§ **INSTRUCTIONS TO FOLLOW**
Reproduce the forum thread about the e-bike frame word for word, in full.

§ **TEXT PASSAGE**

Did you end up going with this frame?


----------



## billp91311 (Jun 9, 2018)

I have had the eboost PRO for 1 year and 1000 miles and only things I have done are tires(went with 3.0 instead of the 2.8 original size), added dropper post and changed several sets of rear brake pads. Recently went with a 203 rotor in the front for better stopping power and replaced the chain as it was stretched. Ready to get to riding again once this weather breaks. Cold and rain in So Cal is no bueno.


----------



## PurpleMtnSlayer (Jun 11, 2015)

I’ll probably go for it once I see one built up with a fitting battery and motor. The factory has been keeping me updated and expects it to be available early April.


----------



## 20.100 FR (Jan 13, 2004)

PurpleMtnSlayer said:


> I'll probably go for it once I see one built up with a fitting battery and motor. The factory has been keeping me updated and expects it to be available early April.


Hello,

Any news on this frame ?
A fully buillt picture ?


----------



## rsilvers (Aug 23, 2015)

Bad idea. You can buy a 2020 Giant Stance for $3600 at full MSRP. You can get a 2019 at a discount easily.


----------



## PurpleMtnSlayer (Jun 11, 2015)

I ended up getting a decoy. Glad I did cause it seems these bikes have a lot more issues than analog bikes.


----------

§ **SUPPLIED DATA**
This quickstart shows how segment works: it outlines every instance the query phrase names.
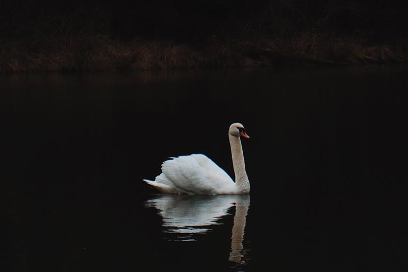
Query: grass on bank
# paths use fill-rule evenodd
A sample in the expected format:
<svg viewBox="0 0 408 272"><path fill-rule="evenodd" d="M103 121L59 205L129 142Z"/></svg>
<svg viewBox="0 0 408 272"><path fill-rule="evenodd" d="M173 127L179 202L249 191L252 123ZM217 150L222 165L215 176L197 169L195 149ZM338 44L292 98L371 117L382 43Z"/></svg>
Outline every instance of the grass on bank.
<svg viewBox="0 0 408 272"><path fill-rule="evenodd" d="M408 43L368 45L350 37L303 33L286 38L205 42L118 42L103 35L0 40L0 73L123 71L176 68L274 66L308 62L358 64L405 62Z"/></svg>

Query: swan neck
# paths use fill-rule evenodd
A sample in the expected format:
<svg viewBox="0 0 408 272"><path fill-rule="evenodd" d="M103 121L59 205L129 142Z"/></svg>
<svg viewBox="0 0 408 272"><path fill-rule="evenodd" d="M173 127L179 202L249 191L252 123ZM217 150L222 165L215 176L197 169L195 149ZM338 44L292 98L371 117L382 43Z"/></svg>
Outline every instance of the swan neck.
<svg viewBox="0 0 408 272"><path fill-rule="evenodd" d="M231 134L229 135L230 144L231 146L231 155L233 159L234 172L235 174L235 183L239 193L249 192L249 181L245 170L245 163L241 139Z"/></svg>

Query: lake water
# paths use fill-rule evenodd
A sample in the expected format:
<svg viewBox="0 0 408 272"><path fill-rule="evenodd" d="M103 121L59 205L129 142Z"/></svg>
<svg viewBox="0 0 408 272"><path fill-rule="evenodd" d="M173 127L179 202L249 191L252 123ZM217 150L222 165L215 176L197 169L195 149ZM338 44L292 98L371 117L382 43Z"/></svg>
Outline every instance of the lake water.
<svg viewBox="0 0 408 272"><path fill-rule="evenodd" d="M400 270L407 68L2 76L4 271ZM234 122L249 195L141 181Z"/></svg>

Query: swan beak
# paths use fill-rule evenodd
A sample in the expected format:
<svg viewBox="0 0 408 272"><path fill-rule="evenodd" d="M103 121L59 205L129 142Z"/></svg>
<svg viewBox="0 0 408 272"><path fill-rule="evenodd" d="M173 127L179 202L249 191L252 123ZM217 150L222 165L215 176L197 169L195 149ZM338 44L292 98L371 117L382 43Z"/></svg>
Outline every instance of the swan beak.
<svg viewBox="0 0 408 272"><path fill-rule="evenodd" d="M246 134L246 132L245 132L245 131L244 131L244 130L241 131L241 132L240 132L239 134L241 134L241 136L242 136L242 137L244 137L246 138L247 139L249 139L250 138L250 137L249 137L248 135L248 134Z"/></svg>

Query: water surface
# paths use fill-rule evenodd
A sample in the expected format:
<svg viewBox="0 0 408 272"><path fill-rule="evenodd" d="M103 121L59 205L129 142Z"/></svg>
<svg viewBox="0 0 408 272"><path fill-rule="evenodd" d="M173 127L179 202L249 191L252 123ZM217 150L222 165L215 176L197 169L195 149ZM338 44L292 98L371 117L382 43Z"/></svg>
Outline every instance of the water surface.
<svg viewBox="0 0 408 272"><path fill-rule="evenodd" d="M0 77L9 269L398 270L405 66ZM169 157L250 196L157 194Z"/></svg>

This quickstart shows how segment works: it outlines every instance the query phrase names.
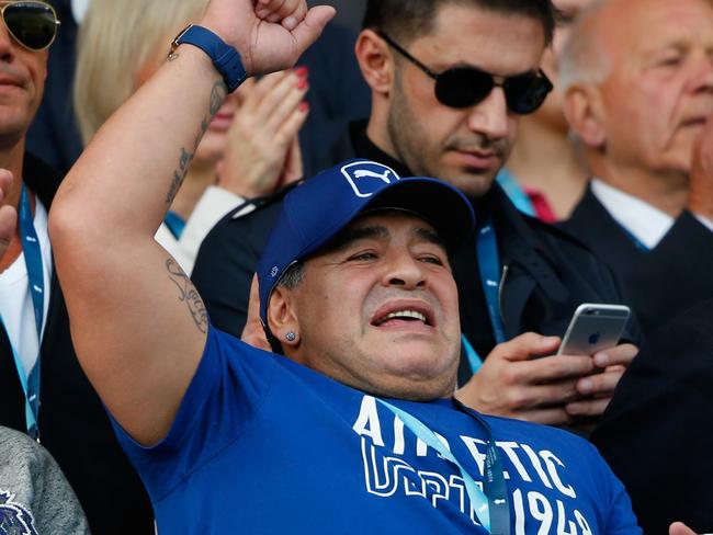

§ **ANSWER TO THE TASK**
Did you end up going with this frame?


----------



## billp91311 (Jun 9, 2018)

I have had the eboost PRO for 1 year and 1000 miles and only things I have done are tires(went with 3.0 instead of the 2.8 original size), added dropper post and changed several sets of rear brake pads. Recently went with a 203 rotor in the front for better stopping power and replaced the chain as it was stretched. Ready to get to riding again once this weather breaks. Cold and rain in So Cal is no bueno.


----------



## PurpleMtnSlayer (Jun 11, 2015)

I’ll probably go for it once I see one built up with a fitting battery and motor. The factory has been keeping me updated and expects it to be available early April.


----------



## 20.100 FR (Jan 13, 2004)

PurpleMtnSlayer said:


> I'll probably go for it once I see one built up with a fitting battery and motor. The factory has been keeping me updated and expects it to be available early April.


Hello,

Any news on this frame ?
A fully buillt picture ?


----------



## rsilvers (Aug 23, 2015)

Bad idea. You can buy a 2020 Giant Stance for $3600 at full MSRP. You can get a 2019 at a discount easily.


----------



## PurpleMtnSlayer (Jun 11, 2015)

I ended up getting a decoy. Glad I did cause it seems these bikes have a lot more issues than analog bikes.


----------